RECORDS SHOWN:
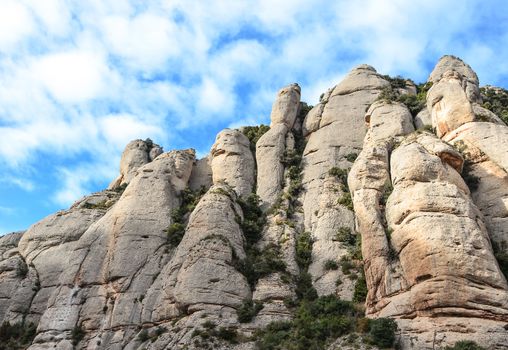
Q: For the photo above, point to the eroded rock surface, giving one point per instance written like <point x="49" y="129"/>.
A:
<point x="233" y="162"/>
<point x="136" y="154"/>
<point x="174" y="253"/>
<point x="335" y="129"/>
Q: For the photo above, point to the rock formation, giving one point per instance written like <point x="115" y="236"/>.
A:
<point x="353" y="199"/>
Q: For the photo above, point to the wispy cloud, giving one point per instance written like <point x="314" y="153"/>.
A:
<point x="78" y="80"/>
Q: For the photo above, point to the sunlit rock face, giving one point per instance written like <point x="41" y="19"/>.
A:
<point x="181" y="251"/>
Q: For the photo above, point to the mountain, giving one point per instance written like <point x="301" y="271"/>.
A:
<point x="377" y="218"/>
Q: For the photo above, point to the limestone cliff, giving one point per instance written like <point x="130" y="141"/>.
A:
<point x="376" y="218"/>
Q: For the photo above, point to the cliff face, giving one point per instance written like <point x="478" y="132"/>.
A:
<point x="384" y="194"/>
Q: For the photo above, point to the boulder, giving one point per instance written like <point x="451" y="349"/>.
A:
<point x="232" y="161"/>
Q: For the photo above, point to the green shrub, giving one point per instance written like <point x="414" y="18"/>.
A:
<point x="502" y="260"/>
<point x="360" y="292"/>
<point x="351" y="157"/>
<point x="120" y="189"/>
<point x="16" y="336"/>
<point x="395" y="82"/>
<point x="304" y="289"/>
<point x="465" y="345"/>
<point x="345" y="235"/>
<point x="341" y="175"/>
<point x="471" y="180"/>
<point x="315" y="324"/>
<point x="382" y="332"/>
<point x="330" y="265"/>
<point x="304" y="250"/>
<point x="253" y="218"/>
<point x="228" y="334"/>
<point x="496" y="101"/>
<point x="248" y="310"/>
<point x="346" y="265"/>
<point x="104" y="205"/>
<point x="22" y="270"/>
<point x="259" y="264"/>
<point x="291" y="157"/>
<point x="175" y="233"/>
<point x="387" y="191"/>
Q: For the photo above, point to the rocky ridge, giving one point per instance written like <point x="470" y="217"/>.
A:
<point x="385" y="201"/>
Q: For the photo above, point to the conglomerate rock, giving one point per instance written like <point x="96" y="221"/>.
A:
<point x="161" y="259"/>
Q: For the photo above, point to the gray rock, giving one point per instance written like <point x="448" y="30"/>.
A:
<point x="232" y="161"/>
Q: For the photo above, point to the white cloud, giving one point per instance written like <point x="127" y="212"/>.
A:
<point x="23" y="184"/>
<point x="72" y="76"/>
<point x="145" y="41"/>
<point x="6" y="211"/>
<point x="54" y="15"/>
<point x="80" y="79"/>
<point x="118" y="130"/>
<point x="16" y="23"/>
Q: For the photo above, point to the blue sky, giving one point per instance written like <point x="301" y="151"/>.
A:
<point x="79" y="79"/>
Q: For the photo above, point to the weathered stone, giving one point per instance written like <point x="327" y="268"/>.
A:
<point x="470" y="82"/>
<point x="116" y="260"/>
<point x="232" y="161"/>
<point x="448" y="103"/>
<point x="136" y="154"/>
<point x="201" y="175"/>
<point x="202" y="270"/>
<point x="270" y="150"/>
<point x="285" y="107"/>
<point x="423" y="119"/>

WHAT IS EXPECTED: The result should be the lines from the line with "Q: For the photo above, point to the weathered" to the last line of the material, returned exactly and without any other line.

TASK RESULT:
Q: For the photo above, point to the weathered stone, giving one point per instance written like <point x="327" y="268"/>.
A:
<point x="470" y="82"/>
<point x="116" y="260"/>
<point x="232" y="161"/>
<point x="448" y="103"/>
<point x="136" y="154"/>
<point x="201" y="175"/>
<point x="202" y="270"/>
<point x="270" y="150"/>
<point x="285" y="107"/>
<point x="423" y="119"/>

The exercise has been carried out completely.